* [THE TASK]
Rewrite the records below with "bounding boxes" changed to "bounding rectangles" and everything else left as it is.

+---+

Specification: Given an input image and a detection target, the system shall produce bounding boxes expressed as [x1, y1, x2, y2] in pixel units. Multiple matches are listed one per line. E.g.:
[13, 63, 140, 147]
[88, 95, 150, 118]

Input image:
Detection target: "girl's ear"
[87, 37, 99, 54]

+---+

* [RESPONSE]
Specification: Given an input image and a detection target, the system shall produce bounding rectangles expressed as [x1, y1, x2, y2] in pixel units. Multiple matches are listed one per line. E.g.:
[13, 63, 140, 147]
[88, 95, 150, 118]

Input image:
Detection target: "girl's ear"
[87, 37, 99, 54]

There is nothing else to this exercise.